__Reading passage__:
▽

Freehold Offices vs. 'Despotic Displacement': Why Article II 'Executive Power' Did Not Include Removal
89 Pages Posted: 29 Jul 2023 Last revised: 7 Feb 2024
Date Written: July 25, 2023
The Roberts Court has asserted that Article II’s “executive power” implied an “indefeasible” or unconditional presidential removal power. In response to counterevidence from the Founding Era, unitary executive theorists have claimed a “British Backdrop” of a general removal power under the English Crown and European “executive power.” These assumptions are incorrect.
This Article shows that many powerful executive officers through the late eighteenth century, especially high English Treasury offices and even “department heads” in the cabinet, were unremovable. A long common law tradition protected many English offices as freehold property rights. Moreover, this Article explains why it was widely understood that monarchs lacked a general removal power and why so many public offices were treated as private property: a surprisingly functional “venality” system. Many powerful officeholders in European monarchies bought their offices, and in return for their investment, their office was protected as property – especially in England. European administration depended upon a flexible mix of removable patronage offices and unremovable offices for sale. Montesquieu rejected “displacement” at will (i.e., removal at pleasure) as a tool of “despotic government,” and he endorsed “vénalité.” He and many English legal writers defended such limits on removal as a practical system of family investment, incentives, checks, and balances. The sale of offices-as-property may seem strange and corrupt today, but it was a practical foundation for the nation-state, modern administration, and colonial expansion.

△

__Aim A__: In the abstract, what practice did Montesquieu reject as a tool of "despotic government"?

__Data to process__:
▽

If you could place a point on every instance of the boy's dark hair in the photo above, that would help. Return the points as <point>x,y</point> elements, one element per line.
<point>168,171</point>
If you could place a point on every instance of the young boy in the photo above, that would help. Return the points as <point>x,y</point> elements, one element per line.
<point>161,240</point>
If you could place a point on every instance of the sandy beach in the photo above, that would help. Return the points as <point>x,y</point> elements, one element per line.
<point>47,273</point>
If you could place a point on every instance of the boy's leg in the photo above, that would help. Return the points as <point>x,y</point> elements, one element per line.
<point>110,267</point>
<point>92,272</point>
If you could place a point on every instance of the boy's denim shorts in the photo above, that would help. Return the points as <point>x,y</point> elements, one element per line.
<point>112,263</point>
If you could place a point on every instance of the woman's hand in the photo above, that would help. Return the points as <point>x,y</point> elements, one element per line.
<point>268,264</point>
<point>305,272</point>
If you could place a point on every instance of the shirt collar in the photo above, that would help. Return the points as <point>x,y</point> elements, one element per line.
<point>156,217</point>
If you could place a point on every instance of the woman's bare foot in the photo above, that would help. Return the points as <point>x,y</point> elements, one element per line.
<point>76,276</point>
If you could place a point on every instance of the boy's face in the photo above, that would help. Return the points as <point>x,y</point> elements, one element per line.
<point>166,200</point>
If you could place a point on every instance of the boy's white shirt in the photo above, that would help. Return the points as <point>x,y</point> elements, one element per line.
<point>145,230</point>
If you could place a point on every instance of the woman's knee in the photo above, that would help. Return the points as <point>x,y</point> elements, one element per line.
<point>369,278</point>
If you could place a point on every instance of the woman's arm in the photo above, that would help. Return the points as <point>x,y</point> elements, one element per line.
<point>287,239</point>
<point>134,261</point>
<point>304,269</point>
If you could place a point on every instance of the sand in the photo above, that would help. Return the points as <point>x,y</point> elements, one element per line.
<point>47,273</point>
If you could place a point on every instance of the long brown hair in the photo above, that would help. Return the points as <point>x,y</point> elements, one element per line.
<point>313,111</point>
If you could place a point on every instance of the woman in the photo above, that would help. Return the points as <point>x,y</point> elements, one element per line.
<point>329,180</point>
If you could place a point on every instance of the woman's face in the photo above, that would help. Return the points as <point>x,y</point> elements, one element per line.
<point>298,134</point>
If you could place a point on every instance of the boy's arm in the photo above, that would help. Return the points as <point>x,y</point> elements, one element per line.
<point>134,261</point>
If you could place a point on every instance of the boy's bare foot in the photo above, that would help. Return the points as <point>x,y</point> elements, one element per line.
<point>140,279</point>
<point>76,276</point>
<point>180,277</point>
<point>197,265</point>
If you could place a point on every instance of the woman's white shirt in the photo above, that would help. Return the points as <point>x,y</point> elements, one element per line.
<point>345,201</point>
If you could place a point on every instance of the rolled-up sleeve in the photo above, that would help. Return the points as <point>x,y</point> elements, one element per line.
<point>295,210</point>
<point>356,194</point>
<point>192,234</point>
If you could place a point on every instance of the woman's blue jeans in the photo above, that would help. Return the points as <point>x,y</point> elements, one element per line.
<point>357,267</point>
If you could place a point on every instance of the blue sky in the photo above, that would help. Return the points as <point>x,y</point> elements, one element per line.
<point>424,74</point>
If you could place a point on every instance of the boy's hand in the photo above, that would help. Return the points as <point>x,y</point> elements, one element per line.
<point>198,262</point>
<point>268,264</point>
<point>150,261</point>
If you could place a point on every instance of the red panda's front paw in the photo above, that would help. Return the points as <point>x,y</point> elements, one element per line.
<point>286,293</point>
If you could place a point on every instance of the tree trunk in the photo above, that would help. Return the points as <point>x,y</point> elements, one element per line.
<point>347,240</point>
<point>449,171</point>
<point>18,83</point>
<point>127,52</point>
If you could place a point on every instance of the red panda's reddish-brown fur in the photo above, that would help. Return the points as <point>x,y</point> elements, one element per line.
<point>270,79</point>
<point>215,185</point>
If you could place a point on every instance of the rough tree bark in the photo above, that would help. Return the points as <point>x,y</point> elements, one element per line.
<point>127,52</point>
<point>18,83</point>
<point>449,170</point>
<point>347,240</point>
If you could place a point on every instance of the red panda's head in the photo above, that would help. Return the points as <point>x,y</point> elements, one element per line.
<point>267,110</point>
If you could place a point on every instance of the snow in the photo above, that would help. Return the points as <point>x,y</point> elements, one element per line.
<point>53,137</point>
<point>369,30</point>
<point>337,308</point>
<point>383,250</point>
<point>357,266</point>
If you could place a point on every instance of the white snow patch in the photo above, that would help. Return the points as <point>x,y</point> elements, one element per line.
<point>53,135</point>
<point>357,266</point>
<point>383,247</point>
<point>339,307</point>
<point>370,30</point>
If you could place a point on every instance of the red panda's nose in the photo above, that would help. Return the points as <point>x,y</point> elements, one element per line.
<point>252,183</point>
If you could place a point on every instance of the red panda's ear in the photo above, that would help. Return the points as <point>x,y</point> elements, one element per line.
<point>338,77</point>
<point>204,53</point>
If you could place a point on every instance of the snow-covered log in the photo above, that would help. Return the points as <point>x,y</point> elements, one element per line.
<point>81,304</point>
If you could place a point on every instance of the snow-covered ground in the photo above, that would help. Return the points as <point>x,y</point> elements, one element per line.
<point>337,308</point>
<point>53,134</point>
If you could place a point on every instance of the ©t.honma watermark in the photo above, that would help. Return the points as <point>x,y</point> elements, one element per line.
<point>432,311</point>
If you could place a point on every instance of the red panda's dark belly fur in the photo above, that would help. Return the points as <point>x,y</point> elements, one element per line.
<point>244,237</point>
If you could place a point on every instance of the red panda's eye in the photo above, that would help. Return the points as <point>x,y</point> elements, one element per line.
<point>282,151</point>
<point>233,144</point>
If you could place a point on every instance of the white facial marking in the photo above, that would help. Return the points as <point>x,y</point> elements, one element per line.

△

__Aim B__: Locate every line in the records that contains the word "foot", and reproduce each such line in full.

__Final result A__: He rejected "displacement" at will, that is, removal from office at pleasure.

__Final result B__:
If you could place a point on every instance of the woman's bare foot in the photo above, that would help. Return the points as <point>x,y</point> elements, one element per line.
If you could place a point on every instance of the boy's bare foot in the photo above, that would help. Return the points as <point>x,y</point> elements, one element per line.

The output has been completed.